[Work to be completed]
Extract the lines from the line with "Each instance receives one point. Annotate the blue" to the line with "[[584, 308]]", including both of those lines, and copy them without any changes.
** BEGIN **
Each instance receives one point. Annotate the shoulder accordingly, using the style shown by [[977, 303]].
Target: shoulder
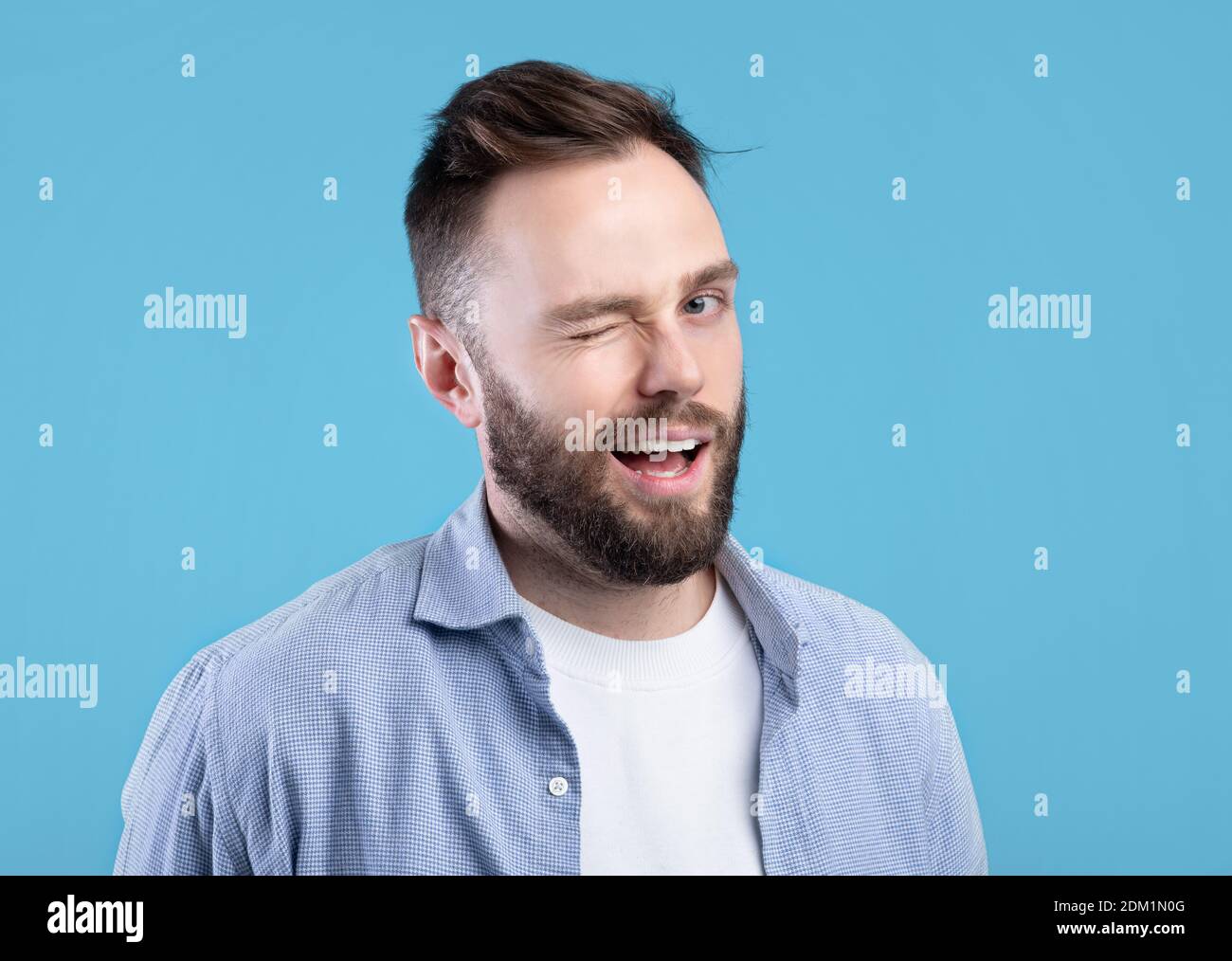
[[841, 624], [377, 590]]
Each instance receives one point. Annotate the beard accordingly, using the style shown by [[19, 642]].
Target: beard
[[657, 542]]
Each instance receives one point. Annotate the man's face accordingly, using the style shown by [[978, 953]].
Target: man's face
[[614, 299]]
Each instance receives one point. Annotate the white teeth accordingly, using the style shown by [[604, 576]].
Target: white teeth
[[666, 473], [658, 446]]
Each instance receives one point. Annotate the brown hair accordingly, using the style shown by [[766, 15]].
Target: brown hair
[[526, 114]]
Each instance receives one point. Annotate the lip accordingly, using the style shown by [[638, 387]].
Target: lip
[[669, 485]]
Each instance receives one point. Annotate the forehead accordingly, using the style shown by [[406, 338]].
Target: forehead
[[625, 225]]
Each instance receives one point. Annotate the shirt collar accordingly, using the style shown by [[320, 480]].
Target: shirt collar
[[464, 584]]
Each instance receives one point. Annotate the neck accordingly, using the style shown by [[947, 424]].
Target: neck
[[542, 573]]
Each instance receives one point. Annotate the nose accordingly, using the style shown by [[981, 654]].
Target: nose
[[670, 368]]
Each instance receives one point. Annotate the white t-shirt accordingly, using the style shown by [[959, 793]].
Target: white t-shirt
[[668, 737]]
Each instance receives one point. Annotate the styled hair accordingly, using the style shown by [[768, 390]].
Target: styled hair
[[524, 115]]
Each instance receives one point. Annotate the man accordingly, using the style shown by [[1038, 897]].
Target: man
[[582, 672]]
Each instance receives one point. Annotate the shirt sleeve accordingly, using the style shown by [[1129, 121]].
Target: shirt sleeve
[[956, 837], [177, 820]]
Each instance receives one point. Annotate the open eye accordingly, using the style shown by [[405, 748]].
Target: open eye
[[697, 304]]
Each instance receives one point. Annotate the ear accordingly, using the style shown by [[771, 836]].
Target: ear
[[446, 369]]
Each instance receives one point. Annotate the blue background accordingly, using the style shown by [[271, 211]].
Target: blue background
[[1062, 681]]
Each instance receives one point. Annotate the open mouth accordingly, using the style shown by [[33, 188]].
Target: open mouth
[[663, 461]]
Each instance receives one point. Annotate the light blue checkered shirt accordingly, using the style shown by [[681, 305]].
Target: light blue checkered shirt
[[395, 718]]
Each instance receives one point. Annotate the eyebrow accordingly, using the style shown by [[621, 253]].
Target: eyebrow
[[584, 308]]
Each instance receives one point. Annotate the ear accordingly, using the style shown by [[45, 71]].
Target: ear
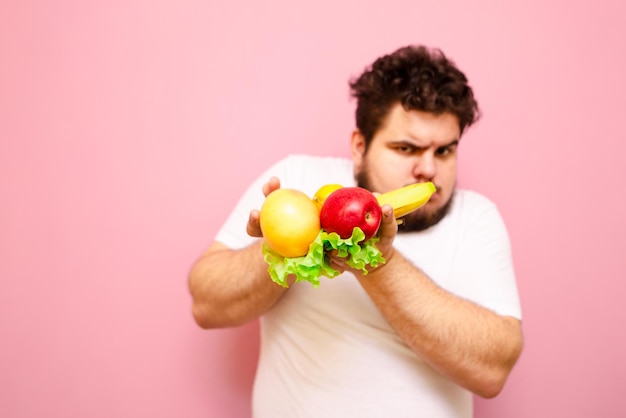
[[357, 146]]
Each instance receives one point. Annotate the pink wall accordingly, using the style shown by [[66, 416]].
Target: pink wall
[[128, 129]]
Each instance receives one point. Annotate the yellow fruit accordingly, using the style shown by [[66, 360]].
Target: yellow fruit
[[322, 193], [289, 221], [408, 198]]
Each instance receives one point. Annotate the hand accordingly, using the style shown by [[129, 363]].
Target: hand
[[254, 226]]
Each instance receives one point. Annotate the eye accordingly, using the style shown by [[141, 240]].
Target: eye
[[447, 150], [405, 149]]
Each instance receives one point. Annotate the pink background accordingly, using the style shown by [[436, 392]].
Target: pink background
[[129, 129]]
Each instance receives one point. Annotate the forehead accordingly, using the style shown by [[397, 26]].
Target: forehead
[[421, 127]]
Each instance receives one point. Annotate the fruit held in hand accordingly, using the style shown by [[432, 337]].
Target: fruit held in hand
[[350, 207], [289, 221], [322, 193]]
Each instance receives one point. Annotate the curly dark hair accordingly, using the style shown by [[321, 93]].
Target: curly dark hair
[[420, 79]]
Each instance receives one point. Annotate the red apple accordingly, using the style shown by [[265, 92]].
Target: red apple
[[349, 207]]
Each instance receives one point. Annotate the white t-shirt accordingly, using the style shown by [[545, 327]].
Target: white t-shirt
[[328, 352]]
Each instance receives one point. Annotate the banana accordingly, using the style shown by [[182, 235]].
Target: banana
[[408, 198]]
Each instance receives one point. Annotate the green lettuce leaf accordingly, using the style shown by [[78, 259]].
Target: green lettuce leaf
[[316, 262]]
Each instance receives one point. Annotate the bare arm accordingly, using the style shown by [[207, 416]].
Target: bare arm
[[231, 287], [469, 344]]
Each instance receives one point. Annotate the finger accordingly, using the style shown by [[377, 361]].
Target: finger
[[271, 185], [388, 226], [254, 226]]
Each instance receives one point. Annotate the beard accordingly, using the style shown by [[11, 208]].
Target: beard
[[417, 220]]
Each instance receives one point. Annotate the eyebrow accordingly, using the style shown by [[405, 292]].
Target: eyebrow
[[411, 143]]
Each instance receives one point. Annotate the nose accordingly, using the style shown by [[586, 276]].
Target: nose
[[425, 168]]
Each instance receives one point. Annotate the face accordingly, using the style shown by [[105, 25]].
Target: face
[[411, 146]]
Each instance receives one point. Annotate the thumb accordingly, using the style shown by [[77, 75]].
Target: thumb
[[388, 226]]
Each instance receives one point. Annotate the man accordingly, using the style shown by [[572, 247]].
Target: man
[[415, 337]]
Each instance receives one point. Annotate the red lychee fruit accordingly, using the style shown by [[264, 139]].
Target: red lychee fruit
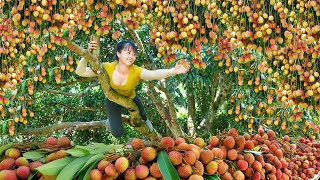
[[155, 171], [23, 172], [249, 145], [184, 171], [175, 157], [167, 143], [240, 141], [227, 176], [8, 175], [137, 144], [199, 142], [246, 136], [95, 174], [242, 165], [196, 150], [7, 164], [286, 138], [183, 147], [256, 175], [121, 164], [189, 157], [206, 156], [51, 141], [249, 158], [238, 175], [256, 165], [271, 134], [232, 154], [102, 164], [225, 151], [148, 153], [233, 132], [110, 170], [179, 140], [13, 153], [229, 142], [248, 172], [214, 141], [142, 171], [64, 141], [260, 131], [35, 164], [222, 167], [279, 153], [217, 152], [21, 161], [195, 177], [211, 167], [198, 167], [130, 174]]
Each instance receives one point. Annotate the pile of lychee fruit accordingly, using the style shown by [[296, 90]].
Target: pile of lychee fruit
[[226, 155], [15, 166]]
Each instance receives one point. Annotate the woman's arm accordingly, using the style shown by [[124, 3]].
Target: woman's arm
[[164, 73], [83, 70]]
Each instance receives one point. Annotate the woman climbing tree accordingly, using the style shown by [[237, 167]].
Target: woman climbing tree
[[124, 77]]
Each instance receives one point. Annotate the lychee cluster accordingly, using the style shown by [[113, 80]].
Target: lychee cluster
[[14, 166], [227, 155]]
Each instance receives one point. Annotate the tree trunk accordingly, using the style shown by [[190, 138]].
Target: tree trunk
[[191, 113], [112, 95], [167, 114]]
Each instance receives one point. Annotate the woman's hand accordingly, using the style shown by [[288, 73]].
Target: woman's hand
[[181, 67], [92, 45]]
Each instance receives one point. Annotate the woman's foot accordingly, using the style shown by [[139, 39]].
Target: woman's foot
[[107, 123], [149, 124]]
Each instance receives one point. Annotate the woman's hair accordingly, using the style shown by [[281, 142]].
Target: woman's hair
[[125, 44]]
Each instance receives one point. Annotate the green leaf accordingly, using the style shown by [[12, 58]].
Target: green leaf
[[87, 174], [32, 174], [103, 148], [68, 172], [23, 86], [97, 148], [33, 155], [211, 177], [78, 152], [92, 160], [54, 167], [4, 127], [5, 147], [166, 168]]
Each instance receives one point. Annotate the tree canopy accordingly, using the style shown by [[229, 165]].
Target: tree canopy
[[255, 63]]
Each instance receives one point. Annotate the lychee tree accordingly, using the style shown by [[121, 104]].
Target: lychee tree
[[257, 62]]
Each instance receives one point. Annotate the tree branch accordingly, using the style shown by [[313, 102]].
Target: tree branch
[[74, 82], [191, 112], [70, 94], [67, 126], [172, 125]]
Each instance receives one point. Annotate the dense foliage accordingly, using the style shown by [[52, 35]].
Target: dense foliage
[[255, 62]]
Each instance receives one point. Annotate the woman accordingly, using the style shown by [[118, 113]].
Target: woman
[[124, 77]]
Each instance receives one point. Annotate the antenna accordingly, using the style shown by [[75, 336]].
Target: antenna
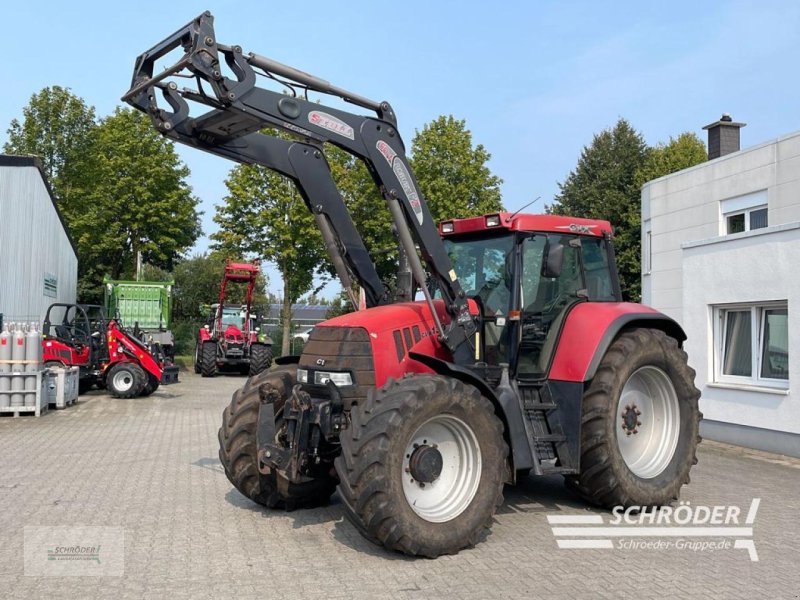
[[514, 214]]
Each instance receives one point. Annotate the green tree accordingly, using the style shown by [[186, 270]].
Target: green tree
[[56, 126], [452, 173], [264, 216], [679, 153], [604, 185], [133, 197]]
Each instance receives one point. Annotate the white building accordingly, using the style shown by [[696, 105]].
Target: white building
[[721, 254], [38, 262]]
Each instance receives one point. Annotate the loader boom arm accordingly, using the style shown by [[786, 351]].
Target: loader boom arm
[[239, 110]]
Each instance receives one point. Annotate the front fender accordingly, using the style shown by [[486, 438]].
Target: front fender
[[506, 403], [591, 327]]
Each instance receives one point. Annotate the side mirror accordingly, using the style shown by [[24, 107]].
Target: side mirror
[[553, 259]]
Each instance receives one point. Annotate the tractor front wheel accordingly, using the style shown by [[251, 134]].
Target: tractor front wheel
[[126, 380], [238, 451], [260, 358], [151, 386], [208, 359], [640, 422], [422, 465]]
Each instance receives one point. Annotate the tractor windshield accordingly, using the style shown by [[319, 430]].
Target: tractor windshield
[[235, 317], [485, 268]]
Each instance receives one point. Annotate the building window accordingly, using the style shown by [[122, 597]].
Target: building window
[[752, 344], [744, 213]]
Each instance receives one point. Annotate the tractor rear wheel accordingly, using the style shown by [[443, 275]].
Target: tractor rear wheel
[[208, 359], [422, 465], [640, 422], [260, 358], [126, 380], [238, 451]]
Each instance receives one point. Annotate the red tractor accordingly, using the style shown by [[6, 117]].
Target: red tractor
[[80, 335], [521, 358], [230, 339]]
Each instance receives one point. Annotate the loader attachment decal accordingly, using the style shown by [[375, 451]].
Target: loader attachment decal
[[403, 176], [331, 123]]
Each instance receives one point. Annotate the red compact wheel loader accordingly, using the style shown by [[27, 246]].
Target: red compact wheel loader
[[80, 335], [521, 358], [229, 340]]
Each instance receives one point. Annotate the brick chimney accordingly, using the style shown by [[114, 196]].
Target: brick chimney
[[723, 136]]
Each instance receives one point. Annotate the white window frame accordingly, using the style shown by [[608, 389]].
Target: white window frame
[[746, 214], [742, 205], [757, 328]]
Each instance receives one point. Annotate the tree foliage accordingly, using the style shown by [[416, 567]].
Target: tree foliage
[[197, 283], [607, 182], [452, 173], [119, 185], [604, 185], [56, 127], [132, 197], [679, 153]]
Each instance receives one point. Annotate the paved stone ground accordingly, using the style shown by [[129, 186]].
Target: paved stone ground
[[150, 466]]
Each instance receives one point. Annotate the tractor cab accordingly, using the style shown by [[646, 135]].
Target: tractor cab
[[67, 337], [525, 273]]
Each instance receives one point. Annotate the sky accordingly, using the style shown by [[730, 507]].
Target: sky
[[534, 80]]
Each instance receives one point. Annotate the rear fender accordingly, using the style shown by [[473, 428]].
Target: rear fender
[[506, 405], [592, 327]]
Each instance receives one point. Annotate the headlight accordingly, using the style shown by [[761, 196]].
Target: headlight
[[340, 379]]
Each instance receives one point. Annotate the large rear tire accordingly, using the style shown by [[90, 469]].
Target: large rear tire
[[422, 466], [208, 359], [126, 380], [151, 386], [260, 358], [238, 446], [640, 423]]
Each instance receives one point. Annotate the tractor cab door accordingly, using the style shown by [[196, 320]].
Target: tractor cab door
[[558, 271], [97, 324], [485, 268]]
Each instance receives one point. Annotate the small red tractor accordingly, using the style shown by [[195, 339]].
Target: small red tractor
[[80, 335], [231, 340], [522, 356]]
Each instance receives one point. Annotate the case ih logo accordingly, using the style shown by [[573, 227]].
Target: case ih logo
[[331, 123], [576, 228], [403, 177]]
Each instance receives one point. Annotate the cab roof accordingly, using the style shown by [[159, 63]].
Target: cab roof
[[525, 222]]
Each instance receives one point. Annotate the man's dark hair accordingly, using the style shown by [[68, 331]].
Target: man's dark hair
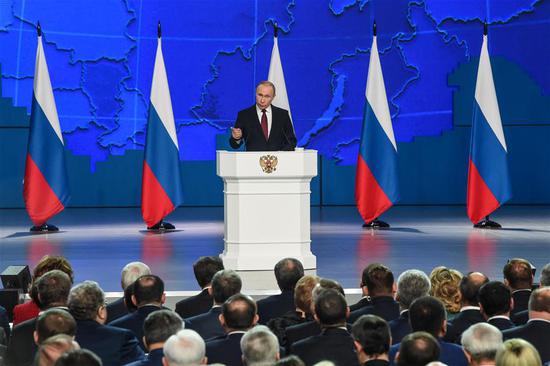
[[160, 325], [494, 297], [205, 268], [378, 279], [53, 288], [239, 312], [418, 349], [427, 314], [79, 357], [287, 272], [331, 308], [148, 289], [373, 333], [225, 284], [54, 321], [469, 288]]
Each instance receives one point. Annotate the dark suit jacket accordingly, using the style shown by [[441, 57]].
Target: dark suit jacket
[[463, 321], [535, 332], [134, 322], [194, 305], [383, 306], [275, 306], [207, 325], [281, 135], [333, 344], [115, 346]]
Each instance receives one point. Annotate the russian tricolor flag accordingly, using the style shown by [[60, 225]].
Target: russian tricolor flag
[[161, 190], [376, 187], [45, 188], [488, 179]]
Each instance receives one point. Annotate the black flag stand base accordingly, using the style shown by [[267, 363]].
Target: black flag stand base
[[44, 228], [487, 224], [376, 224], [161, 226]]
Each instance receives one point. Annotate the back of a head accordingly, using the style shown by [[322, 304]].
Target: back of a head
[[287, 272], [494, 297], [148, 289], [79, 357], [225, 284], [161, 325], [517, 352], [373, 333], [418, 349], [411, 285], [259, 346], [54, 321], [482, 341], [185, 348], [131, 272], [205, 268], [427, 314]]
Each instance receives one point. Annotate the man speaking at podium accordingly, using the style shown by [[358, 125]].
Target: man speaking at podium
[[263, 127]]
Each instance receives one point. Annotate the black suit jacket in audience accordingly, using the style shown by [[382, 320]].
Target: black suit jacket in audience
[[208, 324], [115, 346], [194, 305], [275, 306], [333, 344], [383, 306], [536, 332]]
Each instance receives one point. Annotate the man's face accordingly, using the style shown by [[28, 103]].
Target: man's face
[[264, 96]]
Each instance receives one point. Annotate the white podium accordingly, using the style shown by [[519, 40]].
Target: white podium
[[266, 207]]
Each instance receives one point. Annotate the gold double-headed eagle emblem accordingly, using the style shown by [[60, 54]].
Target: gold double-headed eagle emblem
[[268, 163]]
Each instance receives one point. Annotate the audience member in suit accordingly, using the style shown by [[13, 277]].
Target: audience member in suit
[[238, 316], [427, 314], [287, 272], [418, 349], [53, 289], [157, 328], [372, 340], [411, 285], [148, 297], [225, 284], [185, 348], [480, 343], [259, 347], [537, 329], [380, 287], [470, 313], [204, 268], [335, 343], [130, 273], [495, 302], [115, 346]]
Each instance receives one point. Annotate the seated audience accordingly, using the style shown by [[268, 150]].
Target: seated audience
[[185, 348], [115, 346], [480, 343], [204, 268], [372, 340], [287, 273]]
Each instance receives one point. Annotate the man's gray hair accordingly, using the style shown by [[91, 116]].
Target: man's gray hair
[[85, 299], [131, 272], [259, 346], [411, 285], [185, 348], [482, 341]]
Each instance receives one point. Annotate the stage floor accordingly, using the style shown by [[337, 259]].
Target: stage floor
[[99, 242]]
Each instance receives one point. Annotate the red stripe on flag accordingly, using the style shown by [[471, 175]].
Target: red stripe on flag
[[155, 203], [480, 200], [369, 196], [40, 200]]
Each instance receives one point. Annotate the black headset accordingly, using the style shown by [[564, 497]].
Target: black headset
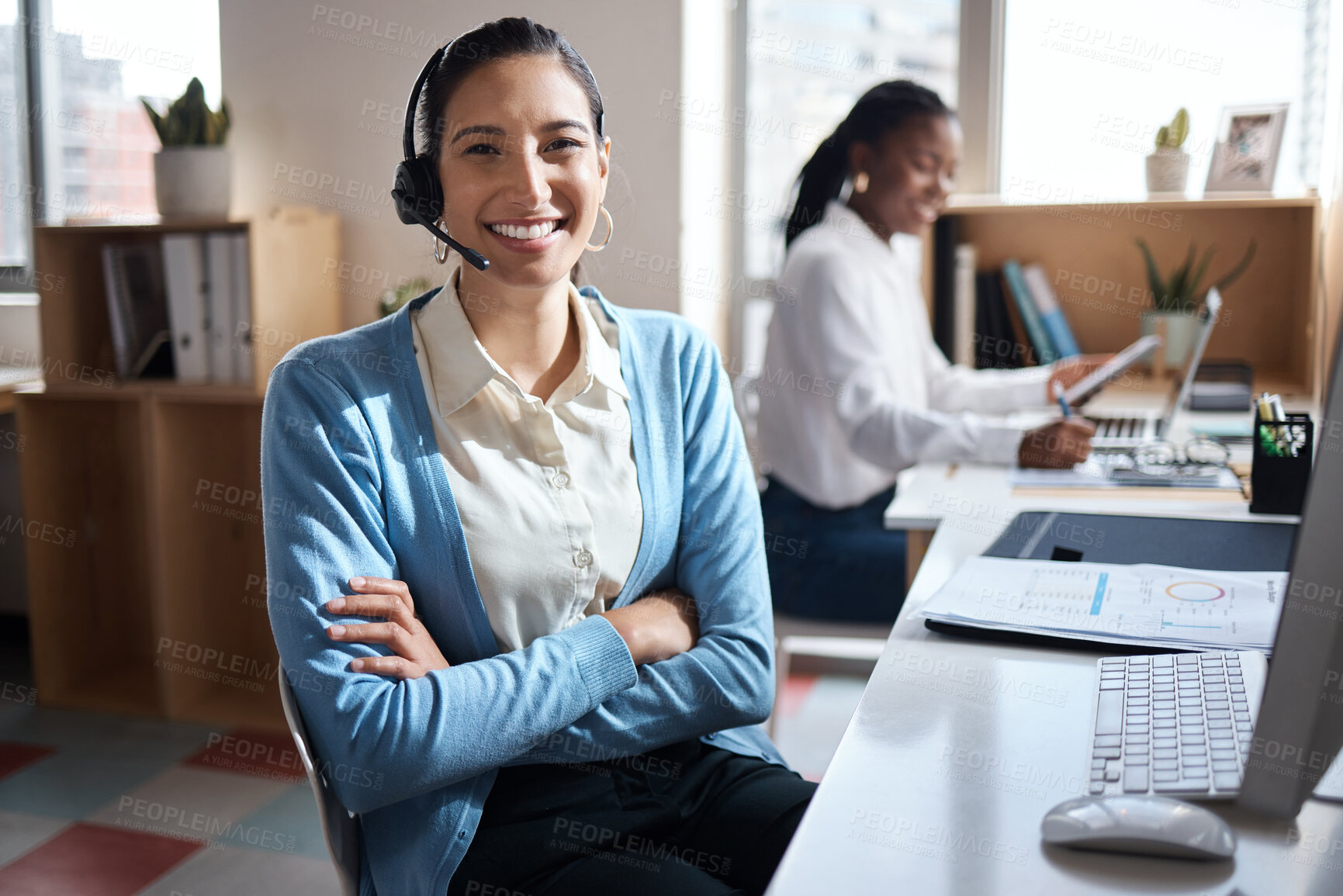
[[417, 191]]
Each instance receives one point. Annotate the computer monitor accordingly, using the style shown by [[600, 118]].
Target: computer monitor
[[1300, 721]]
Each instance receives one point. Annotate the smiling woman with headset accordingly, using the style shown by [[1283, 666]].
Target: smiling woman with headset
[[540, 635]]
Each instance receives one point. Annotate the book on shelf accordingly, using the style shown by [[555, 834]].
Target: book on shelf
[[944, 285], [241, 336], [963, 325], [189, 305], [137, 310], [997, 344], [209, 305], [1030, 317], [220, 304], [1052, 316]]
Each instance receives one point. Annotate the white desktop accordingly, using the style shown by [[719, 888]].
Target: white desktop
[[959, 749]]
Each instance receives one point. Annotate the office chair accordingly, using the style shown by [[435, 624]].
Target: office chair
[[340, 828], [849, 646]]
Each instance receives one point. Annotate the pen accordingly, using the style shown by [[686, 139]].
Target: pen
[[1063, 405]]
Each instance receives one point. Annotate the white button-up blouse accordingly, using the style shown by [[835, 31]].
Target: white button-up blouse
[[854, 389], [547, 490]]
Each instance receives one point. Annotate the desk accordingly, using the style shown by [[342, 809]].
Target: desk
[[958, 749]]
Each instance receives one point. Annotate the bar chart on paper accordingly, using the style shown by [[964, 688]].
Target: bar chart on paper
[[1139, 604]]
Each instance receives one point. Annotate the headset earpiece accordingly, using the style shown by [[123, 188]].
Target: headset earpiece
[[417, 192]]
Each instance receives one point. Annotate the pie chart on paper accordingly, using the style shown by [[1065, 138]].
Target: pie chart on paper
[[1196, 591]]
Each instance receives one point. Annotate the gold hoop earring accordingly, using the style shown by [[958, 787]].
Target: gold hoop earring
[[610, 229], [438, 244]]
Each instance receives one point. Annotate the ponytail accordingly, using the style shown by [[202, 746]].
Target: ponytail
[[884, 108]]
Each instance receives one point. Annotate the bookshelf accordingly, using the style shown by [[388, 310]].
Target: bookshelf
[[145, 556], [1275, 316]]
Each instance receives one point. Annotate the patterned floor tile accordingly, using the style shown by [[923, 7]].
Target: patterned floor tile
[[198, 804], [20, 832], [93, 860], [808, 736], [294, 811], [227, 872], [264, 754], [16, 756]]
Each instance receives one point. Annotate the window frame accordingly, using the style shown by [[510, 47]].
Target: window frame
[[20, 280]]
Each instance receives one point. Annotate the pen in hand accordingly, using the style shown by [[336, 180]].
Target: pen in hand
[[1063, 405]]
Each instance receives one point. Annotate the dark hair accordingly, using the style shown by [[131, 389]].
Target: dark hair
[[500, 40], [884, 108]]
** END **
[Task output]
Each instance receives one point. Annotate the blue background accordingly, using the style shown by [[271, 211]].
Target: blue background
[[1062, 681]]
Each instance receives one point. Annotate the open mouth accordingly, using the style shown by [[33, 188]].
Target: open mouth
[[663, 461]]
Each instance receives one point. Annotate the light blue checkered shirt accordingly, using the style shown by [[681, 305]].
Target: light blue checkered shirt
[[395, 718]]
Each instance receives one point. Annotate the eyebrow accordingly, using the style shown by [[621, 253]].
Target: eyebrow
[[584, 308]]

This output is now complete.